== Exercise material
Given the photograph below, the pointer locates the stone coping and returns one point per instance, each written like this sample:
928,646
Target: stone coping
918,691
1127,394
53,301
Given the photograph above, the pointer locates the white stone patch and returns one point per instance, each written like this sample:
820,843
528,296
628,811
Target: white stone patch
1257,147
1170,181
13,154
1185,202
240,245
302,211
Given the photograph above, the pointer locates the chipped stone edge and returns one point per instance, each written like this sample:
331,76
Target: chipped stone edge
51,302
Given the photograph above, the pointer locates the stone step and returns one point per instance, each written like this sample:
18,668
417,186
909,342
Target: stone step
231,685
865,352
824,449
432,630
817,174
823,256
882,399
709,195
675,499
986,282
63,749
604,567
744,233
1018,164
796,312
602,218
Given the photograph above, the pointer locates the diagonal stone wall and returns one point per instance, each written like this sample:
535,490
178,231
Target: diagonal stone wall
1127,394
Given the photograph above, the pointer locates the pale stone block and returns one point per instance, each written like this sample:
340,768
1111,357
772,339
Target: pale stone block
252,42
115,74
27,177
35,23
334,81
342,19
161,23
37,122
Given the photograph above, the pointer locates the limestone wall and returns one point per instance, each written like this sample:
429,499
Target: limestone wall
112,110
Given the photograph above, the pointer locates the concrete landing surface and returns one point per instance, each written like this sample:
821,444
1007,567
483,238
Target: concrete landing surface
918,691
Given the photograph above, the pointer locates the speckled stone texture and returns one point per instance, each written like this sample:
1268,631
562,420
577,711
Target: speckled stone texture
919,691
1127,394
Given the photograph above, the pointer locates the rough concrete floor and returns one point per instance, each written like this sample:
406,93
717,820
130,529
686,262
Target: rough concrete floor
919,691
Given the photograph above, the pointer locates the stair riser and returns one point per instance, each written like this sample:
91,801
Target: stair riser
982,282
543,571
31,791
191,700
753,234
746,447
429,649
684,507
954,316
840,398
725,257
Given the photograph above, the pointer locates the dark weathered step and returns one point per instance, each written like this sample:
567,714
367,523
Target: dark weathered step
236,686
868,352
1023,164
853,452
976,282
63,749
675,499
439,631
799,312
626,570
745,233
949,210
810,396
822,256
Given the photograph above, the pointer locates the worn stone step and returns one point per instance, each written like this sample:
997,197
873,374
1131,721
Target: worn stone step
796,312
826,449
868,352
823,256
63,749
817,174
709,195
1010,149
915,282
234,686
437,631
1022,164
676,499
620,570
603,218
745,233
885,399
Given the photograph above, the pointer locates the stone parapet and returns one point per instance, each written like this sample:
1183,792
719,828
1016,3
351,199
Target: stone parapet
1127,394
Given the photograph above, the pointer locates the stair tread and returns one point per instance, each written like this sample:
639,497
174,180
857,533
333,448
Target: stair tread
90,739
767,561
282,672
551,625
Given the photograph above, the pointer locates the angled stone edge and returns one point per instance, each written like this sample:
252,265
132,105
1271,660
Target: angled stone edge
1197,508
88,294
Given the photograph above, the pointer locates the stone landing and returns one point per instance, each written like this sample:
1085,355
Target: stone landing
====
• **Given task**: Reproduce, word for word, every line starting at the line that contains "Given the photograph above, the pointer locates the speckled" and ending with the final line of the entries.

• **The completed task**:
Given the photograph above, the pointer locates the speckled stone texture and returns one point per instance, each written like this sample:
1268,631
562,420
577,711
Target: speckled stone texture
919,691
1127,394
Given the photograph above, the pointer locates the rough concrete floor and returns one point per instance, each written like this sample:
406,93
717,820
130,529
686,262
Target: rough concrete floor
919,691
Given the photograph above, the pointer locates the stair riser and returns one point per instance, each written like this sample:
91,801
Target: stair riser
982,282
543,571
31,791
191,700
753,234
746,447
429,649
684,507
954,316
840,398
725,257
Given the photograph above, the pointer locates the dark weathered step and returns one point per instance, each written like this sample:
567,714
367,523
Target: dark weathered step
236,686
868,352
1023,164
853,452
976,282
63,749
675,499
439,631
799,312
626,570
745,233
949,210
810,396
822,256
Given the photograph above, the pointer locates the worn stone step and returns one point per instance, each written like this sample:
997,197
873,374
1131,721
Target: worn stone step
796,312
826,449
868,352
823,256
63,749
817,174
709,195
1010,149
915,282
234,686
437,631
1022,164
676,499
620,570
603,218
745,233
885,399
Given the photograph above, the pointer locates the stone parapet and returns one point per instance, each written like this sample:
1183,792
719,828
1016,3
351,199
Target: stone parapet
1127,394
Given the photograph above, the pointer locates the stair tread and returns one point per instance, each written like this sample:
639,497
174,180
857,533
333,448
Target: stair tread
90,739
767,561
282,672
551,625
Given the photograph above, the pointer locates the angled stone edge and returns one point per instance, each written like this sample:
252,265
132,105
1271,660
Target: angled stone edge
1197,508
88,294
Given the photograph above, the pointer locates the stone landing and returns one point per instance, each written like this sample:
1085,355
Target: stone landing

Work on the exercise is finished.